→ Exercises to complete:
A) In the quantum kernels text, what kind of structure in data can the DLOG Kernel exploit?
B) Reproduce the quantum kernels text from "What kind of" up to and including "with structural properties.", using "data source" wherever "dataset" appears.

→ Excerpted text:
═══
Quantum Kernels in Practice

In this lecture, Jen Glick explains how you can use quantum kernels. In machine learning and more specifically in classification problems, kernels are transformations that you can apply to a given dataset to highlight interesting features that enable a better distinction between possible existing classes. You can then construct the quantum counterpart and use quantum computers to compute them. The quantum kernel must be hard to estimate classically to gain a computational advantage (otherwise we could just do it on a classical computer), but simply being hard to simulate doesn't mean the kernel will be useful at all. One approach to using quantum kernels in practice is to design them to exploit structural insight that a classical computer is not able to perform with properties of entanglement or superposition. In fact, the DLOG Kernel can exploit group structure in the data with a proven speedup over any classical counterpart. In the rest of the lecture, Jen Glick presents and comments a simple example of quantum kernel on a dataset with group structure.

FAQ

What kind of practical data can have group structure? It is hard to think of a specific practical dataset. However, if the data has some kind of symmetry, it is very likely to have a group structure. This is a way of thinking in order to find a problem that will fit into the framework of quantum kernels exploiting group structures. The field and the idea is very early so anyone can find a dataset with structural properties.
How to know if a quantum kernel is hard to estimate classically or not before starting to work on it? Hard to estimate classically means you can prepare and execute the quantum circuit efficiently whereas a classical implementation will take an exponentially longer time to compute. There are known classes of quantum circuit that obey those properties. On the contrary, quantum circuits with a lot of entanglement or qubits do not necessarily mean the corresponding circuit is hard to estimate classically. Thus, the known classes are a good starting point in order to build a quantum kernel that will bring a speedup advantage.
═══
(Segmentation data)

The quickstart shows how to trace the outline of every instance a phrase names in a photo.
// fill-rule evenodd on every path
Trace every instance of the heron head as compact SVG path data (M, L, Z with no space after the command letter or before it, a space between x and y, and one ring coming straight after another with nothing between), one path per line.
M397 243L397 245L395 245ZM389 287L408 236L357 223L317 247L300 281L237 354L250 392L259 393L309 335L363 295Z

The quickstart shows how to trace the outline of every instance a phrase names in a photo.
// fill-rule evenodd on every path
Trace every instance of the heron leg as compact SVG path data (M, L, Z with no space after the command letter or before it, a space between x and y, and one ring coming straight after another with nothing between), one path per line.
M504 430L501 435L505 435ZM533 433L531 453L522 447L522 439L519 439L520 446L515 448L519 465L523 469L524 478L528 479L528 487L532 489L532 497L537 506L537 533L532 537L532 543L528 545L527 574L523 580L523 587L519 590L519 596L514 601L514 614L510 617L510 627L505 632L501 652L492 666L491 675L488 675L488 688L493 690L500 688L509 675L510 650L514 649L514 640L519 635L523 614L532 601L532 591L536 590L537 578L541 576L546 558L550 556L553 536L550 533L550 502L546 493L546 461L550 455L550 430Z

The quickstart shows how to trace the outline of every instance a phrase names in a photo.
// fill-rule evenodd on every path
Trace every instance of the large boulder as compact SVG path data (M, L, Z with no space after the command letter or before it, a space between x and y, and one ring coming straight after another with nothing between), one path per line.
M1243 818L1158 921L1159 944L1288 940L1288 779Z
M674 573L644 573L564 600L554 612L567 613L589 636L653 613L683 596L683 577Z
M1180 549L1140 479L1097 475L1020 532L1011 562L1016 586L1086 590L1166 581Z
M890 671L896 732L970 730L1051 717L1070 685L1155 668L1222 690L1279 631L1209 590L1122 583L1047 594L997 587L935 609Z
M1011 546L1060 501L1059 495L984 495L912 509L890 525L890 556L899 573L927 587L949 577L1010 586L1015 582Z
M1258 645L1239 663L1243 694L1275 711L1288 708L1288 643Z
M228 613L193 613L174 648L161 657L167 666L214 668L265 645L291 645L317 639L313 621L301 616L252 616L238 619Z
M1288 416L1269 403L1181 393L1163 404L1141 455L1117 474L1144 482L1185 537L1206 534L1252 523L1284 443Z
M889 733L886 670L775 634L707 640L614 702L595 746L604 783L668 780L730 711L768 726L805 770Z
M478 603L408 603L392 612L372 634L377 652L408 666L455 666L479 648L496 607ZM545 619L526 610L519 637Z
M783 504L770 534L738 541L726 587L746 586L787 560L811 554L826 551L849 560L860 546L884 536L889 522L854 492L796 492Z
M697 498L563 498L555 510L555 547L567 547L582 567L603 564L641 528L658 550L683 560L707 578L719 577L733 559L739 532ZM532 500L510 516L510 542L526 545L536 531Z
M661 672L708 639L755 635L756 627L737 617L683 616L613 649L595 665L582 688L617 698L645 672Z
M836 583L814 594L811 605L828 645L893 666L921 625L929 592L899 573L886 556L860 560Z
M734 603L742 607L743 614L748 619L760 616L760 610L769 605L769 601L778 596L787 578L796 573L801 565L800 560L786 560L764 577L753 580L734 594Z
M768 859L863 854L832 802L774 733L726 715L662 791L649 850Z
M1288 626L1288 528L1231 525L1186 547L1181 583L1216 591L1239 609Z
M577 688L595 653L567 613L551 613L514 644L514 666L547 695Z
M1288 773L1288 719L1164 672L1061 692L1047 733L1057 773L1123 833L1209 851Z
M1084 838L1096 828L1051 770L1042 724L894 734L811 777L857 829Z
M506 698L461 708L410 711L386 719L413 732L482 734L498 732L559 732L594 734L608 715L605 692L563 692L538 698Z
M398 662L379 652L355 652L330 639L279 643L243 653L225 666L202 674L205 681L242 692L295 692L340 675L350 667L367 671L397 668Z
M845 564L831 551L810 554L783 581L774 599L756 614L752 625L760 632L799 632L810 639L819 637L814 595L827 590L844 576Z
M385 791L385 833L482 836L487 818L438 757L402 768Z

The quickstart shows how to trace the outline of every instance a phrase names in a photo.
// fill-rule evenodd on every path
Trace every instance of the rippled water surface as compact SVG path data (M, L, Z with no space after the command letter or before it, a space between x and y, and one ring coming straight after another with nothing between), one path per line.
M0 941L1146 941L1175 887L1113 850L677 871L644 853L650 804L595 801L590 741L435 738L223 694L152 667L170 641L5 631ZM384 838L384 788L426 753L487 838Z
═══
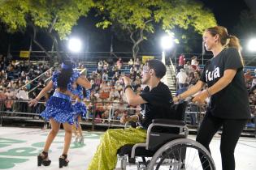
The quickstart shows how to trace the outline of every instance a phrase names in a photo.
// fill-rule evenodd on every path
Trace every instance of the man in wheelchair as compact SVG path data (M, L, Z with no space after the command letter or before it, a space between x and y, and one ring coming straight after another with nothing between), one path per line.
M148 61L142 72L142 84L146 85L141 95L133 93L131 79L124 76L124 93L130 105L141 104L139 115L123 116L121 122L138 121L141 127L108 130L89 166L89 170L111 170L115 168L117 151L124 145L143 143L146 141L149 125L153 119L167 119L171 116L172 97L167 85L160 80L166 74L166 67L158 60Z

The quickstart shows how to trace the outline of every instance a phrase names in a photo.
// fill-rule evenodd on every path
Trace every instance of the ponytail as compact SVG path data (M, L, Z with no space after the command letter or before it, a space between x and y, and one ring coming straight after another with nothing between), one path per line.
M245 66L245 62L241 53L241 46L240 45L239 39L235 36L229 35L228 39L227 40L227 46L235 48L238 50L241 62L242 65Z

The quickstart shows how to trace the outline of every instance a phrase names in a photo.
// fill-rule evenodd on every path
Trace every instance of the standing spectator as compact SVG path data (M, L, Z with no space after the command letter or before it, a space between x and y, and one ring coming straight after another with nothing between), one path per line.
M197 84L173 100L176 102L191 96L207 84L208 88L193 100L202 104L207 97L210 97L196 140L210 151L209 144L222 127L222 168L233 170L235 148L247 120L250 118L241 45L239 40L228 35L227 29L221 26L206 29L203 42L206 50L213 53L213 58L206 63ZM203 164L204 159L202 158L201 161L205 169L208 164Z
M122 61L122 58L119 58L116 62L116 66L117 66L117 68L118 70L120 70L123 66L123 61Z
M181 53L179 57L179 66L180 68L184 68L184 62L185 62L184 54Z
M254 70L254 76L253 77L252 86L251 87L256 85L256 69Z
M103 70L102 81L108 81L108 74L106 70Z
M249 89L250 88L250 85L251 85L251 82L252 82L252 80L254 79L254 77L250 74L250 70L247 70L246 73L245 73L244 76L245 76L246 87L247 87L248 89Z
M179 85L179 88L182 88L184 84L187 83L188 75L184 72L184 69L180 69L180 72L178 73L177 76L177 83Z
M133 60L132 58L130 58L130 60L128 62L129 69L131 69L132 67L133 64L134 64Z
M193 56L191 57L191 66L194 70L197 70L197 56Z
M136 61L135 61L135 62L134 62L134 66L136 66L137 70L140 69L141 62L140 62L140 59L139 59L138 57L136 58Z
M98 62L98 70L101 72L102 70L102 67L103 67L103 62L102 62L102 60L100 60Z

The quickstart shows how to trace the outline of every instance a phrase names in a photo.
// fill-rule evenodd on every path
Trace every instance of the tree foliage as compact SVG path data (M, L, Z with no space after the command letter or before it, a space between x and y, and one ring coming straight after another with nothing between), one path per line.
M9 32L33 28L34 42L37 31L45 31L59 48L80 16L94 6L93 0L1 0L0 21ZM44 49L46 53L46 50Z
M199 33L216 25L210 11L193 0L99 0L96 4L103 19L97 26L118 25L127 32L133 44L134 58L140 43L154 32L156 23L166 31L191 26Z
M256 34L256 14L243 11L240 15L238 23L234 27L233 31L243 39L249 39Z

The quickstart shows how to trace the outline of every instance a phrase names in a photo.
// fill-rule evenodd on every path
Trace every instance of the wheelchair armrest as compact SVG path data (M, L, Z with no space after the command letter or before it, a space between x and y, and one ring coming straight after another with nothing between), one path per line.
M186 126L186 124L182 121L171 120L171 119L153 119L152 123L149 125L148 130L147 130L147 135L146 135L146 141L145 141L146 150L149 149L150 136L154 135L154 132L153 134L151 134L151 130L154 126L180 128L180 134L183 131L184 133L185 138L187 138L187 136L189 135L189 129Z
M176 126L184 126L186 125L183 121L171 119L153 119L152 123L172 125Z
═══
→ Solutions per task:
A) Group structure.

B)
What kind of practical data can have group structure? It is hard to think of a specific practical data source. However, if the data has some kind of symmetry, it is very likely to have a group structure. This is a way of thinking in order to find a problem that will fit into the framework of quantum kernels exploiting group structures. The field and the idea is very early so anyone can find a data source with structural properties.